Material provided>

## Begin

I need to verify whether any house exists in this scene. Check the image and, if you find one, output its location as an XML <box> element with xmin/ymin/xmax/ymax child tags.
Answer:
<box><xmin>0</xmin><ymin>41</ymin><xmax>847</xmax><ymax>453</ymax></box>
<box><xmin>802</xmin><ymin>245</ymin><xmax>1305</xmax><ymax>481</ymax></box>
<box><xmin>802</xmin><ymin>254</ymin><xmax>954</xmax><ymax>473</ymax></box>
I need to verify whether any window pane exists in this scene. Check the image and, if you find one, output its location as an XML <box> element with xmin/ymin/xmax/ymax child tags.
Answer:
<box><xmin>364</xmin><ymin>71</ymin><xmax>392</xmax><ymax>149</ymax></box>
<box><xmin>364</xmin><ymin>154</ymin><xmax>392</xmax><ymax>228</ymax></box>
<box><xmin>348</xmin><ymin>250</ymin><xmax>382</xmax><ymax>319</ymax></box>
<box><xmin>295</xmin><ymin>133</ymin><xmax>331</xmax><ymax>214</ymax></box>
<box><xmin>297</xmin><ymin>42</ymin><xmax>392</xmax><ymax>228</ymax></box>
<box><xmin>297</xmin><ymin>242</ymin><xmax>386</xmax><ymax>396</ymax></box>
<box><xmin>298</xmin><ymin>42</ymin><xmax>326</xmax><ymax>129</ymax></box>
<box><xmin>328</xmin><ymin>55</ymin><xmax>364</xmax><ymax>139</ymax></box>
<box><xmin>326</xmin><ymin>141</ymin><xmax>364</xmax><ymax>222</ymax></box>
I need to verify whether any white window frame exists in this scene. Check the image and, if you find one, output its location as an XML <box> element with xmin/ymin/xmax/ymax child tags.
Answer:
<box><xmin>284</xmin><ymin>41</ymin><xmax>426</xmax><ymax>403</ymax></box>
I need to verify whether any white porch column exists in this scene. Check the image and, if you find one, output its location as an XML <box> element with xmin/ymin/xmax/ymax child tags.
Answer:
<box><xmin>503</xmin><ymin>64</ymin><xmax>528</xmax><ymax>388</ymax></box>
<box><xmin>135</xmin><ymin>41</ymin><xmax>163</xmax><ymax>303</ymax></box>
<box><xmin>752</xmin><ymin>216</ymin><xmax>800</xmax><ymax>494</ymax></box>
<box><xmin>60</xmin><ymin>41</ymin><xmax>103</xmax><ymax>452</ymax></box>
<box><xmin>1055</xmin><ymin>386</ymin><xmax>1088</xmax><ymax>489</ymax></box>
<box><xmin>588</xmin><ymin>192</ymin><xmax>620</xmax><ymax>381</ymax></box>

## End

What to produce> Pick out every line of the items above that contains the word "need", and copy each one in full.

Expected output>
I need to verify whether any house exists in this scene. Check the image and, if you find one, output its location as an XML <box> element with xmin/ymin/xmax/ymax child tags.
I need to verify whether any window pane exists in this scene. Check the image and, if you find one, output its location as an XML <box> element with xmin/ymin/xmax/ymax child tags.
I need to verify whether any white window frame exists in this scene. Check the image and, if you find one, output its location as an XML <box> element with xmin/ymin/xmax/ymax child tags.
I need to verify whether any white porch column exists in this scene. Check the image and, if you find one, output its location as an XML <box> element with xmin/ymin/xmax/ymax child tags.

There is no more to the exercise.